Detection examples
--

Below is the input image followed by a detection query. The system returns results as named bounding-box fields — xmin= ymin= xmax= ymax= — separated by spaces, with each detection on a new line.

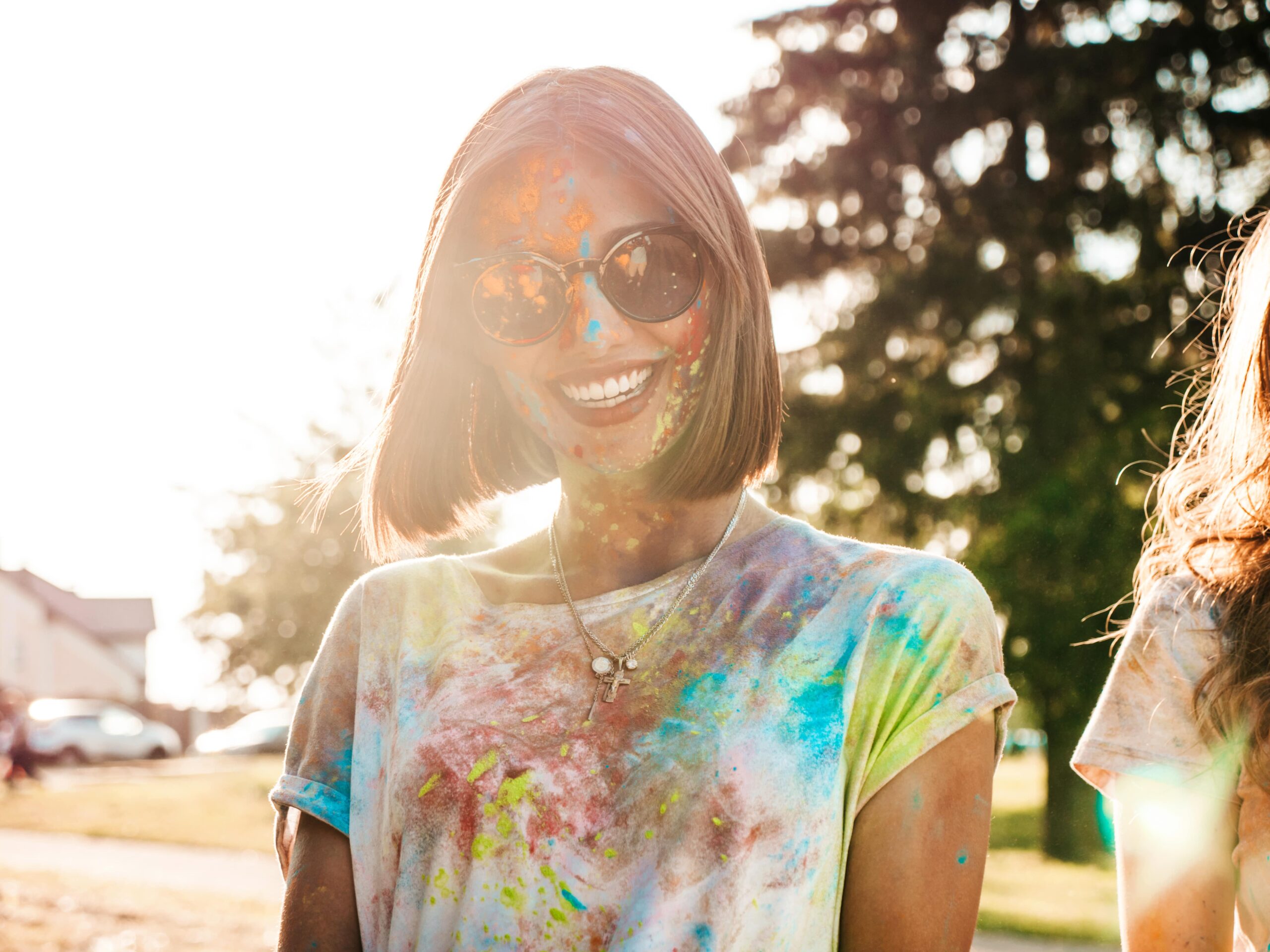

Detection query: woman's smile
xmin=549 ymin=358 xmax=665 ymax=426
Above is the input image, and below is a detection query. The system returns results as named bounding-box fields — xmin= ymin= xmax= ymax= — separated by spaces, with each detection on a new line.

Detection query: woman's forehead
xmin=471 ymin=147 xmax=673 ymax=261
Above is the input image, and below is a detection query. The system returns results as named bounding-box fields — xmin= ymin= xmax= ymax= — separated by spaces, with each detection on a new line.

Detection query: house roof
xmin=0 ymin=569 xmax=155 ymax=642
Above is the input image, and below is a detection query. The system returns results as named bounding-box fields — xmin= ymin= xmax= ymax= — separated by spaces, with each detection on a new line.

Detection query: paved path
xmin=0 ymin=829 xmax=1114 ymax=952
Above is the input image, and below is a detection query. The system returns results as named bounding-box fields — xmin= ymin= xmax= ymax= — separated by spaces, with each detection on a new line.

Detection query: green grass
xmin=979 ymin=754 xmax=1120 ymax=942
xmin=0 ymin=755 xmax=1118 ymax=942
xmin=0 ymin=755 xmax=282 ymax=853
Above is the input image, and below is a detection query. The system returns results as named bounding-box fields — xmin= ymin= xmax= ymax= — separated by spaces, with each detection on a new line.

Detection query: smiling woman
xmin=272 ymin=68 xmax=1015 ymax=952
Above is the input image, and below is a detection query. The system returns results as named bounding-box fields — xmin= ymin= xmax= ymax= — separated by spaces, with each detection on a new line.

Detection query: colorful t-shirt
xmin=1072 ymin=575 xmax=1270 ymax=952
xmin=270 ymin=517 xmax=1015 ymax=952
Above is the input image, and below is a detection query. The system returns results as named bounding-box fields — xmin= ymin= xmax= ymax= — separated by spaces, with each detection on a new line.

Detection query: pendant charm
xmin=599 ymin=668 xmax=630 ymax=705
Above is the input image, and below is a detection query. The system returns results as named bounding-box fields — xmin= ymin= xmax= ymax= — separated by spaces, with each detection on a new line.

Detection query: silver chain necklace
xmin=547 ymin=490 xmax=746 ymax=721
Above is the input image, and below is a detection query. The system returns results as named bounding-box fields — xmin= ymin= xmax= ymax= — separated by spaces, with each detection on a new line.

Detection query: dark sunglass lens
xmin=605 ymin=234 xmax=701 ymax=321
xmin=472 ymin=261 xmax=564 ymax=344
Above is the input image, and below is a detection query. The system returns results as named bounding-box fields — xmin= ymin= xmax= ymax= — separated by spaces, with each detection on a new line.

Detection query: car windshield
xmin=229 ymin=707 xmax=291 ymax=731
xmin=27 ymin=698 xmax=111 ymax=721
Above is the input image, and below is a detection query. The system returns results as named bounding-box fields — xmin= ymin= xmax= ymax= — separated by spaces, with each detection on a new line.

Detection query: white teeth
xmin=560 ymin=367 xmax=653 ymax=408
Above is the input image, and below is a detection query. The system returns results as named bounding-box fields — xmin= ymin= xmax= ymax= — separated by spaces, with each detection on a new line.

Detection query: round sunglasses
xmin=454 ymin=225 xmax=703 ymax=347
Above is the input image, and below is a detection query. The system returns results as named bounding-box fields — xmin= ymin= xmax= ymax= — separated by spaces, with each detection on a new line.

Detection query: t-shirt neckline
xmin=446 ymin=513 xmax=801 ymax=612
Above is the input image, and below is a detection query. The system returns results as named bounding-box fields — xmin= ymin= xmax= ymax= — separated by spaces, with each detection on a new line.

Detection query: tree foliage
xmin=190 ymin=446 xmax=371 ymax=703
xmin=725 ymin=0 xmax=1270 ymax=858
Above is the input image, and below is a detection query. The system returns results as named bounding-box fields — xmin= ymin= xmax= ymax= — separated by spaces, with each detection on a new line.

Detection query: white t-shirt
xmin=1072 ymin=575 xmax=1270 ymax=952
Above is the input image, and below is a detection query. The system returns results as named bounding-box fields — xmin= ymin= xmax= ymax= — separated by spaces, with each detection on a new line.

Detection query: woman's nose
xmin=560 ymin=272 xmax=634 ymax=356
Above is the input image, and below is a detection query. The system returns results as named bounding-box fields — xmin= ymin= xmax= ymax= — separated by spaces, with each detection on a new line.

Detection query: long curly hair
xmin=1134 ymin=211 xmax=1270 ymax=783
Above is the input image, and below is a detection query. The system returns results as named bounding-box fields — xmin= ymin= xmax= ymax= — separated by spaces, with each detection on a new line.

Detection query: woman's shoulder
xmin=1120 ymin=573 xmax=1222 ymax=679
xmin=351 ymin=555 xmax=469 ymax=610
xmin=1134 ymin=573 xmax=1222 ymax=631
xmin=767 ymin=517 xmax=988 ymax=603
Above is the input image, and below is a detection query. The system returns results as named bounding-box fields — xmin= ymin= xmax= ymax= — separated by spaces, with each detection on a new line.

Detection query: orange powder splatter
xmin=542 ymin=197 xmax=596 ymax=256
xmin=480 ymin=155 xmax=546 ymax=235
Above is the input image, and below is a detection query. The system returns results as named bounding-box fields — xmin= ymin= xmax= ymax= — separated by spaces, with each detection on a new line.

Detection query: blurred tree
xmin=189 ymin=431 xmax=490 ymax=705
xmin=190 ymin=434 xmax=372 ymax=703
xmin=725 ymin=0 xmax=1270 ymax=859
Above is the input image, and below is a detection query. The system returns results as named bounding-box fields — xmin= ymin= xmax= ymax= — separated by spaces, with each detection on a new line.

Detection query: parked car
xmin=189 ymin=707 xmax=291 ymax=754
xmin=27 ymin=698 xmax=181 ymax=764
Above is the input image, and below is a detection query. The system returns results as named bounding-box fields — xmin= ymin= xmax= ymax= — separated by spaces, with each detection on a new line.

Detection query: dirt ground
xmin=0 ymin=864 xmax=278 ymax=952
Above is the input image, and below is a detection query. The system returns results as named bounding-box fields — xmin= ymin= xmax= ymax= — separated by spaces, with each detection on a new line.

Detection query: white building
xmin=0 ymin=569 xmax=155 ymax=703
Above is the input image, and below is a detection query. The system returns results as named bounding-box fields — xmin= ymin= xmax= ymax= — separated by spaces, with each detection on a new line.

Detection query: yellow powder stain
xmin=498 ymin=886 xmax=524 ymax=911
xmin=467 ymin=750 xmax=498 ymax=783
xmin=494 ymin=771 xmax=537 ymax=806
xmin=495 ymin=814 xmax=515 ymax=839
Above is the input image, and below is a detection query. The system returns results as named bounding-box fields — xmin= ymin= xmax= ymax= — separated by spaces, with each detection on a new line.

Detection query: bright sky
xmin=0 ymin=0 xmax=782 ymax=703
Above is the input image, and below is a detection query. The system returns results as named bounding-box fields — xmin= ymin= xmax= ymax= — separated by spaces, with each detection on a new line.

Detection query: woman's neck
xmin=555 ymin=467 xmax=775 ymax=599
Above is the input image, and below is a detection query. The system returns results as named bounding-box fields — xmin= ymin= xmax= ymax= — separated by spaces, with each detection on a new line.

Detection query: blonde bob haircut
xmin=316 ymin=66 xmax=781 ymax=561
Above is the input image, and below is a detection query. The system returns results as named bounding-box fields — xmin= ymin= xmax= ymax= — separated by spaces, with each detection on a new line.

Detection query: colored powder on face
xmin=467 ymin=750 xmax=498 ymax=783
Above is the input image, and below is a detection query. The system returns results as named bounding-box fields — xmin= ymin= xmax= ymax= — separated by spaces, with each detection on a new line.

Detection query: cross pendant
xmin=599 ymin=668 xmax=630 ymax=703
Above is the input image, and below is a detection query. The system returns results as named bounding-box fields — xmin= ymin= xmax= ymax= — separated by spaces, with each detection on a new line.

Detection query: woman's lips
xmin=551 ymin=360 xmax=665 ymax=426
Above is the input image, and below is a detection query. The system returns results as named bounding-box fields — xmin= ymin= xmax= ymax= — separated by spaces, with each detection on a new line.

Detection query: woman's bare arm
xmin=839 ymin=714 xmax=996 ymax=952
xmin=1115 ymin=774 xmax=1238 ymax=952
xmin=278 ymin=814 xmax=362 ymax=952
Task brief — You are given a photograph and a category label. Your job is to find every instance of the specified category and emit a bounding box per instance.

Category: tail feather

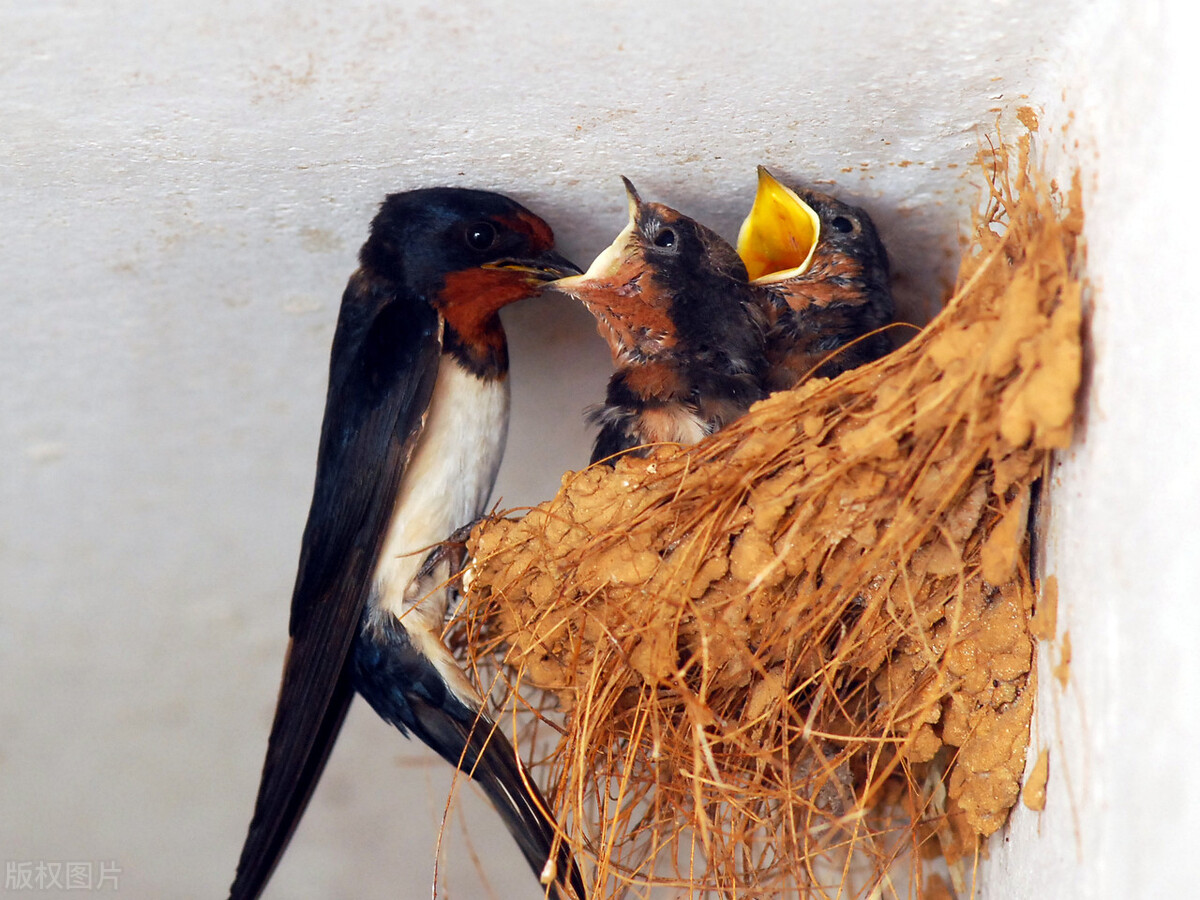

--

- [The problem]:
Add 117 to every bounding-box coordinate in the answers and rewrite the material from its first line up to and including the line with "xmin=471 ymin=147 xmax=673 ymax=261", keeping the requests. Leave the pictures out.

- [Response to this task]:
Below is the input image followed by a detection query. The system returns results as named bounding-box fields — xmin= ymin= xmax= ymax= — separated by spaces, with each detection on a new line.


Detection query: woman's smile
xmin=666 ymin=475 xmax=782 ymax=543
Above is the input image, and below is a detection query. The system returns results as named bounding-box fields — xmin= ymin= xmax= ymax= — separated by spaces, with each detection on a new line.

Detection query: woman's forehead
xmin=588 ymin=264 xmax=790 ymax=378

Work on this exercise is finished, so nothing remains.